### Activity
All the entries below should be reproduced exactly.

Extracted data entries

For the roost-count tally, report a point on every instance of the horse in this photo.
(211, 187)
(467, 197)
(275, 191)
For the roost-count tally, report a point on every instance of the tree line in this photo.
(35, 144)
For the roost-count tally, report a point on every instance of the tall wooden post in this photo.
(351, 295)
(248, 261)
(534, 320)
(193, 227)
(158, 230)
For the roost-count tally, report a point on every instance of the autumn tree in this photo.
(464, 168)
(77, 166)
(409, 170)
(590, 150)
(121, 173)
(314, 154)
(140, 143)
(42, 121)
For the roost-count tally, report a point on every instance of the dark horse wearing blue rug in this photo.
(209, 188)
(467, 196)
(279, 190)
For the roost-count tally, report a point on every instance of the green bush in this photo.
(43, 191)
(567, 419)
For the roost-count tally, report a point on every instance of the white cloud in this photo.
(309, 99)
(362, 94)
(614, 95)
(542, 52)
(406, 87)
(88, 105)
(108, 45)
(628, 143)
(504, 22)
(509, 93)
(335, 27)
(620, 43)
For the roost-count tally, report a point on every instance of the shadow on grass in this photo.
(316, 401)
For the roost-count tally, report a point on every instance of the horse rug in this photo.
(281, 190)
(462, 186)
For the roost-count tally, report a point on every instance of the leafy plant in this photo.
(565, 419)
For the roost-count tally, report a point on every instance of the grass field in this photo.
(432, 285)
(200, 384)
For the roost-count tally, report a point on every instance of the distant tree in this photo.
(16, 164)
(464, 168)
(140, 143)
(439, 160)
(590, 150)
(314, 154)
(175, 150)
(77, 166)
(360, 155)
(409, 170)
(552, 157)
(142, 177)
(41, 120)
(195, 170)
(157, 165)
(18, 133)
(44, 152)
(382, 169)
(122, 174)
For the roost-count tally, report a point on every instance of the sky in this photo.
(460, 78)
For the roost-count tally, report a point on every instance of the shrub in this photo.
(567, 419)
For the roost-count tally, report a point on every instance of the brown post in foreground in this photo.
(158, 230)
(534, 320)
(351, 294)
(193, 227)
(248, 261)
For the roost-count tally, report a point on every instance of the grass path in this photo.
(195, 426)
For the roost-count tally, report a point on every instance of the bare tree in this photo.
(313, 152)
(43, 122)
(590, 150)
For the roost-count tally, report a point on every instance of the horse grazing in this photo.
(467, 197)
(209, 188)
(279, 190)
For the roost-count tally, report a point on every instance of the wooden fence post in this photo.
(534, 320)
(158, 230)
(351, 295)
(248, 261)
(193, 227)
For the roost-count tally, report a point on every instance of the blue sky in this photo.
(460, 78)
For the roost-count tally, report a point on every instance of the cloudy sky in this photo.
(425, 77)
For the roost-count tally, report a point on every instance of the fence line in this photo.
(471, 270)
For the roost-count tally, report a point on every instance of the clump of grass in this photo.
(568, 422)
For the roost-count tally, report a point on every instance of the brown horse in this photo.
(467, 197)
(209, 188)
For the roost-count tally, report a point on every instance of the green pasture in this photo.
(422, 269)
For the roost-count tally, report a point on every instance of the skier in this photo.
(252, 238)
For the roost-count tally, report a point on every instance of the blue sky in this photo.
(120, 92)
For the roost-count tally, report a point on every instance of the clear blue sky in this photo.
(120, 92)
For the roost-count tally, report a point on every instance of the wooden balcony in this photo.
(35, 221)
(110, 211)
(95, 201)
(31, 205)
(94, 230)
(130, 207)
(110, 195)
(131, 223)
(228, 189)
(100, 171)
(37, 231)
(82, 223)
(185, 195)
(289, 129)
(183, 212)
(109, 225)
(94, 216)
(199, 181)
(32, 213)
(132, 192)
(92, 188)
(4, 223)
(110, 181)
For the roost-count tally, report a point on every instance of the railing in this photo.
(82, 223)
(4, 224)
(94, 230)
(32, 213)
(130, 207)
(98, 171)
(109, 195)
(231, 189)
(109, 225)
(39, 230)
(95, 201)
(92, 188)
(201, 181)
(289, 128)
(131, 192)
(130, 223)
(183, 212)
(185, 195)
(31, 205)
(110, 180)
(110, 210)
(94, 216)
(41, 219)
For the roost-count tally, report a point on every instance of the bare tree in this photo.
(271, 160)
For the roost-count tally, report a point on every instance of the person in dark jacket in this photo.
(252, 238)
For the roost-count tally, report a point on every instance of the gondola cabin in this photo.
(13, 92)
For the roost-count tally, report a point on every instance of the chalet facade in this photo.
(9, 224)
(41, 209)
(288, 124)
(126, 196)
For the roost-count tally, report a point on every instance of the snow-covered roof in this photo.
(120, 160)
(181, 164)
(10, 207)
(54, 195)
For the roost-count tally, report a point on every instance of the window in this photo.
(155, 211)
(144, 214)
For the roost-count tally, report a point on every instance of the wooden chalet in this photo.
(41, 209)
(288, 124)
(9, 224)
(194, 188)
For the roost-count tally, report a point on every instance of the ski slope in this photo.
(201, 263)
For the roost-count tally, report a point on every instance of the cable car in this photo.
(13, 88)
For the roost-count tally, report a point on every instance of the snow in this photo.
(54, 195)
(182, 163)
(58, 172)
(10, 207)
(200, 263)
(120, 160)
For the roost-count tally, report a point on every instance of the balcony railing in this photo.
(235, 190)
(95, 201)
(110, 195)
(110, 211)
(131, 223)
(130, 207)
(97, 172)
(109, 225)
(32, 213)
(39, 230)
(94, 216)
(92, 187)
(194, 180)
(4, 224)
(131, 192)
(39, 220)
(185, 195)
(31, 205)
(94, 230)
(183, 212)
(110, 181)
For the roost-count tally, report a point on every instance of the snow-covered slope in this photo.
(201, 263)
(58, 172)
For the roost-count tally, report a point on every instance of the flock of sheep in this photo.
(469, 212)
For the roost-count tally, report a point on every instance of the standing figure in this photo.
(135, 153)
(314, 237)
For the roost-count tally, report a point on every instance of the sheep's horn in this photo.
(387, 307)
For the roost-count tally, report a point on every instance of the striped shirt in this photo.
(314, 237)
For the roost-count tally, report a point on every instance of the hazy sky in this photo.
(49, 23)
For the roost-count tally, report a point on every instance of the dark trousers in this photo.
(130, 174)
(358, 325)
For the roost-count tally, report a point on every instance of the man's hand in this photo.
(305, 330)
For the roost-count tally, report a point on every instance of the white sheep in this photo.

### Solution
For the roost-count tally, report a point on every instance of the horse in this photo.
(211, 187)
(467, 197)
(275, 191)
For the roost-count tally, report a point on every instance of the tree line in this photo.
(35, 144)
For the roost-count tally, report a point on every instance of the tall wooden post in this photo.
(351, 295)
(248, 261)
(534, 320)
(193, 227)
(158, 230)
For the roost-count tally, report a point on every instance of the autumn tree in this photo.
(464, 168)
(77, 166)
(409, 170)
(590, 150)
(121, 173)
(314, 154)
(140, 143)
(42, 121)
For the roost-count tally, report a point on every instance of the dark horse wearing blue rug in this photo.
(209, 188)
(467, 196)
(279, 190)
For the roost-count tally, report a point on every instance of the green bush in this photo.
(43, 191)
(567, 419)
For the roost-count tally, report a point on every instance of the white cloud in this photo.
(309, 99)
(362, 94)
(614, 95)
(542, 52)
(406, 87)
(88, 105)
(108, 45)
(628, 143)
(504, 22)
(509, 93)
(335, 27)
(620, 43)
For the roost-count tally, report a point on every instance of the shadow on grass in this photo.
(316, 401)
For the roost-count tally, report a point on every instance of the horse rug in this photo.
(281, 190)
(462, 186)
For the roost-count tally, report a point on every instance of the leafy plant in this photo.
(565, 419)
For the roost-count tally, report a point on every instance of the grass field in this photo.
(432, 285)
(200, 384)
For the roost-count tally, report a point on every instance of the distant tree in this photo.
(16, 164)
(464, 168)
(140, 143)
(439, 160)
(590, 150)
(314, 154)
(175, 150)
(77, 166)
(360, 155)
(409, 170)
(552, 157)
(142, 177)
(41, 120)
(195, 170)
(157, 165)
(18, 133)
(44, 152)
(382, 169)
(122, 174)
For the roost-count tally, report a point on every instance of the sky in this photo.
(460, 78)
For the roost-count tally, report a point on every instance of the shrub in this photo.
(567, 419)
For the roost-count tally, report a point on every instance of the brown post in foreground in this photo.
(158, 230)
(534, 320)
(351, 294)
(193, 227)
(248, 261)
For the roost-count tally, report a point on every instance of the grass path in this photo.
(195, 426)
For the roost-count tally, report a point on every instance of the bare tree in this photo.
(313, 152)
(43, 122)
(590, 150)
For the roost-count tally, report a point on every instance of the horse grazing in this photo.
(467, 197)
(209, 188)
(279, 190)
For the roost-count tally, report a point on every instance of the wooden fence post in this photo.
(534, 320)
(158, 230)
(351, 295)
(248, 261)
(193, 227)
For the roost-count tally, report a point on every instance of the blue sky in this photo.
(460, 78)
For the roost-count tally, report a point on every instance of the cloudy sky in this photo.
(425, 77)
For the roost-count tally, report a point on every instance of the fence line in this photo.
(471, 270)
For the roost-count tally, report a point on every instance of the clump of grass in this photo.
(568, 422)
For the roost-count tally, report a point on every instance of the brown horse in this photo.
(467, 197)
(209, 188)
For the roost-count tally, report a point on every instance of the green pasture in this photo.
(422, 269)
For the roost-count tally, report a point on every instance of the skier in this photo.
(252, 238)
For the roost-count tally, report a point on every instance of the blue sky in this photo.
(120, 92)
For the roost-count tally, report a point on every instance of the clear blue sky in this photo.
(120, 92)
For the roost-count tally, report a point on every instance of the wooden balcony in this photo.
(35, 221)
(110, 211)
(95, 201)
(31, 205)
(94, 230)
(130, 207)
(110, 195)
(131, 223)
(228, 189)
(100, 171)
(37, 231)
(82, 223)
(185, 195)
(289, 129)
(183, 212)
(109, 225)
(94, 216)
(199, 181)
(32, 213)
(132, 192)
(92, 188)
(4, 223)
(110, 181)
For the roost-count tally, report a point on every instance of the railing in this photo.
(82, 223)
(4, 224)
(94, 230)
(32, 213)
(130, 207)
(98, 171)
(109, 195)
(231, 189)
(109, 225)
(39, 230)
(95, 201)
(92, 188)
(201, 181)
(289, 128)
(131, 192)
(130, 223)
(183, 212)
(185, 195)
(31, 205)
(110, 180)
(110, 210)
(94, 216)
(41, 219)
For the roost-count tally, report a point on every instance of the bare tree in this photo.
(271, 160)
For the roost-count tally, report a point on every instance of the person in dark jacket in this photo.
(252, 238)
For the roost-count tally, report a point on every instance of the gondola cabin in this photo.
(13, 92)
For the roost-count tally, report a point on every instance of the chalet facade in this photo.
(9, 224)
(41, 209)
(288, 124)
(126, 196)
For the roost-count tally, report a point on every instance of the snow-covered roof in this photo.
(120, 160)
(181, 164)
(10, 207)
(54, 195)
For the roost-count tally, report a point on every instance of the window in this photo.
(155, 211)
(144, 214)
For the roost-count tally, report a point on every instance of the wooden chalet in this photo.
(41, 209)
(288, 124)
(9, 224)
(194, 188)
For the roost-count tally, report a point on every instance of the ski slope in this photo.
(201, 263)
For the roost-count tally, report a point on every instance of the cable car in this photo.
(13, 88)
For the roost-count tally, report a point on every instance of the snow in this photo.
(54, 195)
(182, 163)
(58, 172)
(10, 207)
(200, 263)
(120, 160)
For the roost-count tally, report a point on every instance of the balcony railing in this photo.
(235, 190)
(95, 201)
(110, 195)
(110, 211)
(131, 223)
(130, 207)
(97, 172)
(109, 225)
(32, 213)
(39, 230)
(94, 216)
(92, 187)
(194, 180)
(4, 224)
(131, 192)
(39, 220)
(185, 195)
(31, 205)
(94, 230)
(183, 212)
(110, 181)
For the roost-count tally, report a point on every instance of the snow-covered slope in this photo.
(201, 263)
(58, 172)
For the roost-count tally, report a point on every instance of the flock of sheep in this photo.
(469, 212)
For the roost-count tally, report a point on every instance of the standing figure in this photo.
(135, 153)
(314, 237)
For the roost-count tally, report a point on every instance of the sheep's horn in this photo.
(387, 307)
For the roost-count tally, report a point on every instance of the striped shirt in this photo.
(314, 237)
For the roost-count tally, report a point on every instance of the hazy sky in this photo.
(49, 23)
For the roost-count tally, report a point on every instance of the dark trousers in this photo.
(130, 174)
(358, 325)
For the roost-count tally, report a point on every instance of the man's hand in this photo.
(305, 330)
For the roost-count tally, report a point on every instance of the white sheep in this photo.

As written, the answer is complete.